● **Brief**
Reproduce word for word the stretch of the entries below from the line containing "armrest accordingly in the photo above." through the end of the entries, leaving out the pictures.

● **Exercise material**
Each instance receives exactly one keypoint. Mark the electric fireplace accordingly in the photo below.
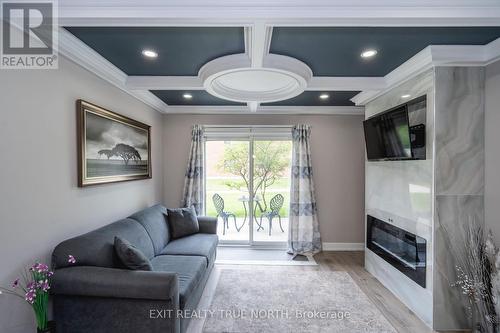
(402, 249)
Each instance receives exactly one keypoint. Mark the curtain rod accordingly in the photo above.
(248, 126)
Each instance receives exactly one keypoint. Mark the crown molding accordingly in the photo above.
(164, 83)
(345, 83)
(280, 12)
(78, 52)
(195, 83)
(243, 109)
(434, 56)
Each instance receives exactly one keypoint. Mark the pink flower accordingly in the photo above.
(30, 296)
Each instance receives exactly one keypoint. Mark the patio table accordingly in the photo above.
(245, 200)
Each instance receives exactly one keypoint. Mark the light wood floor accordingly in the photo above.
(403, 320)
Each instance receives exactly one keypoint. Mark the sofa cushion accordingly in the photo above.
(130, 256)
(97, 248)
(182, 222)
(153, 220)
(190, 270)
(203, 245)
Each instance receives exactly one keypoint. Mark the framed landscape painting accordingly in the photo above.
(111, 147)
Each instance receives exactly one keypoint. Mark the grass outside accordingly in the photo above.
(231, 196)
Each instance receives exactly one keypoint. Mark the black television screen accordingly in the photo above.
(387, 136)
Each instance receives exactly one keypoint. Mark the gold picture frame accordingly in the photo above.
(111, 147)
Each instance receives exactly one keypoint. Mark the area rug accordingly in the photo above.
(298, 301)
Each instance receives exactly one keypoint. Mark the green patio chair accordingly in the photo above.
(275, 205)
(219, 207)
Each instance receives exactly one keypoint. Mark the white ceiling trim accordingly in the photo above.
(345, 83)
(260, 37)
(432, 56)
(280, 12)
(317, 83)
(235, 110)
(75, 50)
(164, 83)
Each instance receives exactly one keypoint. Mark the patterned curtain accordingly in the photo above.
(194, 184)
(303, 237)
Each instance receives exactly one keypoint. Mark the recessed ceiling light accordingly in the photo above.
(368, 53)
(149, 53)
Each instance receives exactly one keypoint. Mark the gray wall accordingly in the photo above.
(492, 150)
(40, 203)
(338, 159)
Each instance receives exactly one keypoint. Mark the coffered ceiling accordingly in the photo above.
(204, 54)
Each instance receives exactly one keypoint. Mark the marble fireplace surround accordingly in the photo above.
(445, 189)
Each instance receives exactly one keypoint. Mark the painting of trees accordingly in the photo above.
(122, 150)
(126, 152)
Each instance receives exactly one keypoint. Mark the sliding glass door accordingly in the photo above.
(248, 188)
(227, 188)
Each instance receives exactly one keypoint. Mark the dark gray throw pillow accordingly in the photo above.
(130, 256)
(182, 222)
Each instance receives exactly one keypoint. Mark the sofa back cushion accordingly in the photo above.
(154, 221)
(96, 248)
(130, 256)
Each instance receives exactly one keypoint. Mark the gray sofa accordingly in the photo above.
(97, 294)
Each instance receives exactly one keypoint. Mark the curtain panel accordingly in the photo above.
(304, 237)
(194, 183)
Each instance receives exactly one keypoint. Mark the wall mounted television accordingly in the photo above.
(389, 136)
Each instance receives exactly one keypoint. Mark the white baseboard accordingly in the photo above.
(343, 246)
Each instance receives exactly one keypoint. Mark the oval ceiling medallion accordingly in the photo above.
(232, 78)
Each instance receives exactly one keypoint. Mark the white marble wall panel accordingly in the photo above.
(459, 126)
(459, 180)
(451, 212)
(403, 192)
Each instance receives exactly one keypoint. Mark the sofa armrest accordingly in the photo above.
(208, 225)
(115, 283)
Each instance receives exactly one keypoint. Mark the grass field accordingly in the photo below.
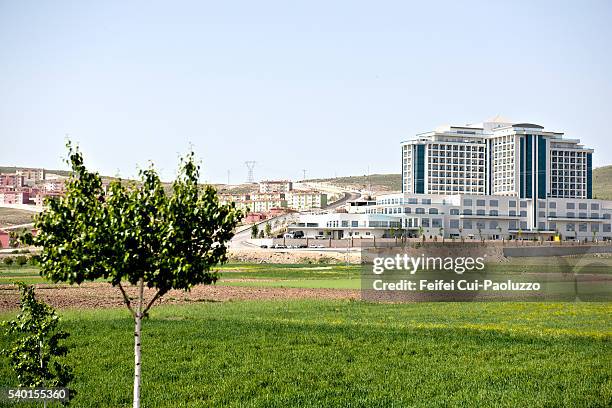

● **Task answer**
Each instance receives exactly one keypoint. Mark the sofa armrest accordingly in the photo above.
(208, 225)
(115, 283)
Each instance receives exactly one keypoint. Mark the grass field accordingly in the photo below.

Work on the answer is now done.